**PASSAGE FOR REVIEW**
┏━━

I was walking with a good friend yesterday and talking about my latest undertakings and I told her about some Cassandras coming out of the woodwork, and she said, “It’s frightening to have someone at middle age decide to do something outside the norm, outside convention.”
I wonder all the time about what in this life of mine is cliche and what is original, is there anything left in the world truly unique. I use myself as the test, I thought I knew what love was and then a friend told me up at the family alpine cottage that what I knew to be love from my father, was not love indeed. Revelations abound.
Next I moved into a landscape that was filled with husband landmines only to have any hope of finding myself a mother, a perfect wife, a perfect daughter in law, a perfect something dashed on the rocks by one statement that I think led to my undoing, a dress that serendipitously arrived at my doorstep, I thought it was sent by my mother turned out to be rightfully intended for me, but I put it on thinking it was a fluke and actually fell in love with the long flowing black swirl of cotton on my legs. I put it on and was told that I shouldn’t wear sleeveless – my arms – always the size of a football players – were unattractive.

┗━━

**AIM OF THE EXERCISE**
List each role that the passage above says the writer's hope of finding was "dashed on the rocks."

**STUDY MATERIAL**
┏━━

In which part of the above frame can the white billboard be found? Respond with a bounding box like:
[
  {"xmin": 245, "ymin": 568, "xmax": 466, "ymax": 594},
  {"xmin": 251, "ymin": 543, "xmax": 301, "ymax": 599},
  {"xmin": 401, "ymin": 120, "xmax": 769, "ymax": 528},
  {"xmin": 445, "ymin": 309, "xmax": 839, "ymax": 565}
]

┗━━

**SOLUTION**
- a mother
- a perfect wife
- a perfect daughter in law
- a perfect something